» **WORK INSTRUCTIONS**
Reproduce all the entries beneath this sentence exactly.

=== DATA PROVIDED ===

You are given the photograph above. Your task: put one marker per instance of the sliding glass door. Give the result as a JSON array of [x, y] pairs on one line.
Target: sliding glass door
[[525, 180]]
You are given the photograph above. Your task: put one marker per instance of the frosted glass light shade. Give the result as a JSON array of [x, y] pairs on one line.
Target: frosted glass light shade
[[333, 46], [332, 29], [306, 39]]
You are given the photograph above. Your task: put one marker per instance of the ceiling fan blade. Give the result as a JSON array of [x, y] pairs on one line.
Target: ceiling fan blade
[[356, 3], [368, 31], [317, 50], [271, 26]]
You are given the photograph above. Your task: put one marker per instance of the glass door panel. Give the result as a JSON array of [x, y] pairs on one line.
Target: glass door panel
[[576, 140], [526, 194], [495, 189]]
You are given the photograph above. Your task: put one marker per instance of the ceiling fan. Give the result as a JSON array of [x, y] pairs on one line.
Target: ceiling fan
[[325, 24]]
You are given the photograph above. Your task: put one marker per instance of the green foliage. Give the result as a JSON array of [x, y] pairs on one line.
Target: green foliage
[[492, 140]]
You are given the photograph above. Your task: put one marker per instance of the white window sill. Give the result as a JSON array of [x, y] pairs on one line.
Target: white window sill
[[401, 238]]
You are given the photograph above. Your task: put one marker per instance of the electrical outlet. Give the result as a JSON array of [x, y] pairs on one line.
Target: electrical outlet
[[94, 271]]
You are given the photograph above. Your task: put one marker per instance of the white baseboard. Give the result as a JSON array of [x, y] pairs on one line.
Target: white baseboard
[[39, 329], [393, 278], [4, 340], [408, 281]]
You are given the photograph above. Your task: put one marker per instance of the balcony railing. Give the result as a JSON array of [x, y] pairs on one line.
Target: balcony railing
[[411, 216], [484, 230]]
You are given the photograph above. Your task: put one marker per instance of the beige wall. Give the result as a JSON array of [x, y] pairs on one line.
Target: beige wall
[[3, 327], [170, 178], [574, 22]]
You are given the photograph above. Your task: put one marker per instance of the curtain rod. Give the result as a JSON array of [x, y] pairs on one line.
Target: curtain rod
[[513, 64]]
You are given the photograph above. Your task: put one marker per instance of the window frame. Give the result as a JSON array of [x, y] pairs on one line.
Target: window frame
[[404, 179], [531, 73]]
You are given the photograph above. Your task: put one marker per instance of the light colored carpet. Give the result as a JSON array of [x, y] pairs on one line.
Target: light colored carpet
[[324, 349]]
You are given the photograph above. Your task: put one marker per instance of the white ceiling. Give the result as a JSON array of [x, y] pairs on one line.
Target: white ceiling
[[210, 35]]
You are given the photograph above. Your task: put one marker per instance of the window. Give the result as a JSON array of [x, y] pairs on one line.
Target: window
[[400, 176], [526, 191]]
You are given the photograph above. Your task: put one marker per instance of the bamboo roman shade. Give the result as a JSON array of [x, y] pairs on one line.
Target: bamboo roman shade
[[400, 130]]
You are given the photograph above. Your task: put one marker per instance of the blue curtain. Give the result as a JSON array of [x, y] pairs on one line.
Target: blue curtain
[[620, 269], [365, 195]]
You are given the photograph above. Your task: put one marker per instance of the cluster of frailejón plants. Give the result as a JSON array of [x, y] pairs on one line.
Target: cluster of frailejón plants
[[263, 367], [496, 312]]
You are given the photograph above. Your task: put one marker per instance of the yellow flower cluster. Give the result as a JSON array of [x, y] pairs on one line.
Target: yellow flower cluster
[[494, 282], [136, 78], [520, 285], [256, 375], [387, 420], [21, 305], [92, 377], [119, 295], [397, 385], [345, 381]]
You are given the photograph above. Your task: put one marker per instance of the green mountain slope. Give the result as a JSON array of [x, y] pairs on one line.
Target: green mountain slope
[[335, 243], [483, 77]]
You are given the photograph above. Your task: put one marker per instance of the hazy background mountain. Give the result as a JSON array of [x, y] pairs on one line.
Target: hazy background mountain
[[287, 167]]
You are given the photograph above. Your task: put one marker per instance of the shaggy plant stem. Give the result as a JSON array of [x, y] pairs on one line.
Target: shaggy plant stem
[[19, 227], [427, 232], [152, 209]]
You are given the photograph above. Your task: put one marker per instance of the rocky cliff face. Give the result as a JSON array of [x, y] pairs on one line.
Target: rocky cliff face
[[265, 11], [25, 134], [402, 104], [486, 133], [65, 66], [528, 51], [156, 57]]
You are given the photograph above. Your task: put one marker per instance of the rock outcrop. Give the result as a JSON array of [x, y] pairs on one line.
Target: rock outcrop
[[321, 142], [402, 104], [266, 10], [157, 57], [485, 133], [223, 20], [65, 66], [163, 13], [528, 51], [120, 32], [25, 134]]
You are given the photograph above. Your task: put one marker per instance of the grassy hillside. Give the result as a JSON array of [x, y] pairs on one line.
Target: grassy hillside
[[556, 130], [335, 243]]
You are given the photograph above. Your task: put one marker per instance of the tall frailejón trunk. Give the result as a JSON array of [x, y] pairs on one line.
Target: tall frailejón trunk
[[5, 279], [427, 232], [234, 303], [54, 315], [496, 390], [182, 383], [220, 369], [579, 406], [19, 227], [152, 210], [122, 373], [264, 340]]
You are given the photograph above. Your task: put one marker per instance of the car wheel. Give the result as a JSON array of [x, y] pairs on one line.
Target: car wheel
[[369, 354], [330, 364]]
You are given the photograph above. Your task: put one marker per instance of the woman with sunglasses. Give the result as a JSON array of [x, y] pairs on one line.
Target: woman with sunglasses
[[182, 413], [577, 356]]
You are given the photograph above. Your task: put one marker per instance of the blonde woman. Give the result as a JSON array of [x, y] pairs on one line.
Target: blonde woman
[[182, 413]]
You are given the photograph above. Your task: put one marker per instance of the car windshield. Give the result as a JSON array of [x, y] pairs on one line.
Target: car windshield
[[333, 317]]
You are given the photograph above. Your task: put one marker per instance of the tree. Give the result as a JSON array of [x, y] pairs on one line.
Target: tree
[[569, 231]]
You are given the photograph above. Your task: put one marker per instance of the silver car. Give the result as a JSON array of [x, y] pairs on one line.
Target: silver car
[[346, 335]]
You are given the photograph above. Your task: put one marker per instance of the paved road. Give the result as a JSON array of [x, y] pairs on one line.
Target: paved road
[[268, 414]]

===

» **EXERCISE RESPONSE**
You are given the photograph above. Your task: put one marker per instance of the sliding glass door. Give the result as a JSON array of [x, y] pairs on one line.
Target: sliding glass door
[[525, 180]]
You are given the photograph above. Your task: put one marker per instance of the frosted glass light shade. Give the result as a JSON array of [x, y] pairs on one line.
Target: frosted glass light shade
[[333, 46], [332, 29], [306, 39]]
You are given the photograph above. Your task: put one marker per instance of the ceiling fan blade. Give the result as a JSON array of [x, y] pairs on one line.
Target: ceiling fan blade
[[356, 3], [368, 31], [317, 50], [271, 26]]
You are given the photograph above. Your task: put one marker per instance of the glass door panel. Give the result as a JSON array of [x, y] pairs on one line.
Target: glass door panel
[[576, 140], [526, 194], [495, 189]]
You are given the photograph above. Your task: put one marker per instance of the ceiling fan. Give the result as a JSON array of [x, y] pairs on one line.
Target: ceiling fan
[[325, 24]]
You are given the photograph above. Your task: put one marker per instance of the green foliage. Give the result as a JSON array of [x, y] pairs on one line.
Target: green foliage
[[492, 140]]
You are given the photograph above. Your task: put one marker per instance of the white window sill. Give the result as a JSON array of [x, y] pairs on one line.
Target: white window sill
[[401, 238]]
You are given the photograph above. Your task: put one marker per instance of the electrical outlet. Give the result as a JSON array of [x, y] pairs on one line.
Target: electrical outlet
[[94, 271]]
You are given the photograph above. Your task: put one marker per instance of the white baseboard. Give the result as a JSON array of [x, y] pairs on one line.
Target: white baseboard
[[39, 329], [393, 278], [4, 340], [408, 281]]
You are given the photograph above. Your task: put one marker per instance of the balcony railing. Give the result as a JSON array of [x, y] pairs on one line.
Target: balcony railing
[[411, 216], [484, 230]]
You are given the photograph above. Your task: put one marker per instance of the beige wall. Give the result as a JSON array of [x, y] pairs on one line.
Target: beige wall
[[3, 327], [170, 178], [574, 22]]
You are given the photograph above. Your task: put one marker per instance of the curtain rod. Give the result as a JSON array of [x, y] pairs on one line.
Target: curtain rod
[[513, 64]]
You are given the photograph above. Your task: put one marker per instance of the window frame. Give the result as a JSON array of [x, y] pairs on one line.
Target: window frame
[[404, 179], [531, 73]]
You are given the photograph above. Your task: put one marker per instance of the light colored carpet. Give the result as a JSON array of [x, y] pairs on one line.
Target: light colored carpet
[[324, 349]]
You are given the photograph above. Your task: put one marker per instance of the white ceiling. Give the result as a JSON array of [x, y] pairs on one line.
Target: white ceiling
[[210, 35]]
You are given the photograph above. Your task: put one marker per instance of the window. Give the result as a JSON array of [x, y] pairs on one line.
Target: window
[[400, 176], [526, 191]]
You are given the photograph above. Your task: put one marker per instance of the bamboo roman shade. Give the result as a JSON array of [x, y] pairs on one line.
Target: bamboo roman shade
[[400, 130]]
You are given the photograph above. Your task: put one marker per instance of the blue curtain. Give the result as a JSON array of [x, y] pairs on one line.
Target: blue curtain
[[620, 269], [365, 195]]
You are given the photograph above. Your task: put one marker per instance of the cluster of frailejón plants. Give the result as a JSON array of [x, y] pairs on one line.
Target: cluster of frailejón plants
[[263, 367], [496, 312]]
You are given the photograph above. Your task: put one marker per instance of the yellow flower cluster. Give the result as a JSON array of [x, y] pairs on one line.
Target: yellow flower cluster
[[494, 282], [136, 78], [520, 285], [256, 375], [387, 420], [21, 305], [92, 377], [119, 295], [397, 385], [345, 381]]
You are given the photograph above. Your task: put one marker per instance of the green mountain slope. Give the result as a JSON array of [x, y] pairs on one line.
Target: green mountain slope
[[335, 243], [483, 77]]
You are given the photograph above. Your task: put one marker per instance of the hazy background mountain. Give the result as a JSON array of [x, y] pairs on one line.
Target: hazy background mountain
[[287, 167]]
You are given the photograph above. Your task: put one marker per instance of the shaggy plant stem. Give the result as a JSON array of [x, y] pairs on one line.
Target: shaggy plant stem
[[19, 227], [427, 232], [152, 209]]
You are given the photograph above. Your task: put one marker per instance of the rocky cliff face. Give the result as a JSON array of [x, y] pairs on one line.
Target: rocky cliff face
[[265, 11], [25, 134], [402, 104], [486, 133], [65, 66], [528, 51], [156, 57]]
You are given the photograph above. Your task: put one marker per instance of the rock outcrop. Give the result as a JSON array of [x, y] pairs on one line.
Target: rock outcrop
[[321, 142], [402, 104], [266, 10], [157, 57], [485, 133], [223, 20], [65, 66], [163, 13], [528, 51], [120, 32], [25, 134]]
You are given the photograph above. Your task: put one marker per instance of the grassy hillside. Give the result as a JSON array of [x, y] pairs on one line.
Target: grassy hillside
[[556, 130], [335, 243]]
You are given the photograph above. Your task: put one marker per instance of the tall frailejón trunk. Give the result as a JSON array of [x, y] pairs on one line.
Target: tall frailejón trunk
[[5, 279], [427, 232], [234, 303], [54, 315], [496, 390], [182, 383], [220, 369], [579, 406], [19, 227], [152, 210], [122, 373], [264, 340]]
You are given the photograph above. Your task: put one marker per instance of the car wheel. Give the result as a JSON array of [x, y] pairs on one line.
Target: car wheel
[[369, 354], [330, 364]]
You are given the photograph above. Your task: put one marker per instance of the woman with sunglasses. Give the result as a JSON array of [x, y] pairs on one line.
Target: woman with sunglasses
[[182, 413], [577, 356]]
You are given the photograph above. Your task: put one marker per instance of the blonde woman. Give the result as a JSON array of [x, y] pairs on one line.
Target: blonde woman
[[182, 413]]
You are given the photograph above. Your task: put one marker per instance of the car windshield. Give the result as a JSON array of [x, y] pairs on one line.
Target: car windshield
[[333, 317]]
You are given the photograph above. Your task: put one marker per instance of the tree. Give the result as a JSON array of [x, y] pairs on one line.
Target: tree
[[569, 231]]
You are given the photograph above. Your task: put one marker per instance of the silver car. Give the result as a JSON array of [x, y] pairs on one line.
Target: silver car
[[346, 335]]
You are given the photograph above. Your task: put one marker per instance of the paved road. Give the result as a JSON array of [x, y] pairs on one line.
Target: paved road
[[268, 414]]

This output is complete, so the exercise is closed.